### Excerpted passage
****

Lab: Electronics
In this lab I reviewed the basic functions of a multi-meter then created a few circuits using LEDs, resistors, buttons and a potentiometer.
Making my way through the settings on the multimeter I started with the diode continuity function.
Keeping the multimeter probes apart in the continuity function results in an “Open” reading. 
Touching the probes in the meter continuity function results in a loud beep and “Shrt” readout on the screen.
Holding the multimeter probes apart my multimeter read “OPEn” indicating that the circuit is open and there is no flow of electrons. Touching the probes together the screen read “Shrt” for short, indicating a closed circuit where electrons flow with no resistance.
Switching to measure resistance with the multimeter without touching the probes results in a reading of 0 ohms. 
Measuring the resistance using the probes on the multimeter results in a reading of 2.949 milliohms.
Next I measured resistance with an open circuit, then using my finger as a conductor. My multimeter is auto ranging so it automatically scales the reading to the nearest whole unit. In the case of my skin the resistance reading was 2.949 milliohms.
Next I setup a breadboard to take voltage readings at various points in the circuit.
I have setup and powered a basic 5-volt circuit with a red LED and 220ohm resistor. 
Checking the voltage of the circuit finds a reading of 5.058 volts. 
Probing the voltage drop across the red LED reads 1.915 volts.
The circuit voltage, due to the 7805 voltage regulator, is approximately 5 volts. Using the probes to measure the voltage drop across the red LED the reading is 1.915 volts. This “loss” of energy is accounted for by light and heat emitted from the LED.
Quick break with my dog Cooper.

****

### Action item A
Condense the paragraph of the electronics lab write-up that begins "The circuit voltage, due to the 7805" into a shorter version that keeps its main facts.
### Action item B
Reproduce the electronics lab write-up between "Next I measured" and "was 2.949 milliohms.", inclusive, substituting "knuckle" for "finger".
### Action item C
Carry on the electronics lab write-up from its last sentence.

### Extracted entries
****

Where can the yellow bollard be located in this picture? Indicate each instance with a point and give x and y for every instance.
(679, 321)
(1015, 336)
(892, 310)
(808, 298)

****

### Exercise output A
The 7805 voltage regulator keeps the circuit at about 5 volts. The probes read a 1.915-volt drop across the red LED, a "loss" of energy that goes to the light and heat the LED gives off.

### Exercise output B
Next I measured resistance with an open circuit, then using my knuckle as a conductor. My multimeter is auto ranging so it automatically scales the reading to the nearest whole unit. In the case of my skin the resistance reading was 2.949 milliohms.

### Exercise output C
Had to take a quick dog break! My dog Cooper was patiently waiting for a walk. He is a very good boy.
Ok, back from a walk and time to add a few more components to the board.
Adding a pushbutton switch to the circuit results in a naturally open or “off” position. 
Pushing the button closes the circuit and turns on the red LED.
A pushbutton switch!
Reading the voltage across the pushbutton reads 3.716 volts 
Pressing the button on the breadboard drops the voltage down to 9.9 millivolts. 
The voltage reading across the red LED is 1.922 volts. 
Reading the voltage drop across a few different components and points on the board I find that strangely there is a 9.9 millivolt voltage drop across the pushbutton switch. This will seem more relevant later…
Next I expand the circuit to include an additional red LED in series.
Pressing the pushbutton both LEDs turn on as expected.
I continued to measure the voltage drop around the circuit. A drop of 1.3 volts across the resistor, 1.85 volts across each of the matching red LEDs, and the board total voltage of 5 volts. 1.3 + 1.85 + 1.85 = 5, all of the electrons are accounted for. Importantly the voltage drop for the two LEDs is now less than a single LED which was 1.9 volts. Looks like we’re running out of power.
Adding a third smaller LED they were noticeably dimmer. The voltage drop of three LEDs is too much.
Next I rearranged the components and ran three LEDs in parallel. Interestingly they all light! This configuration is much better than running them all in series, which reminds me of the WS2812 LED strips I have used in the past that also supplies power in parallel.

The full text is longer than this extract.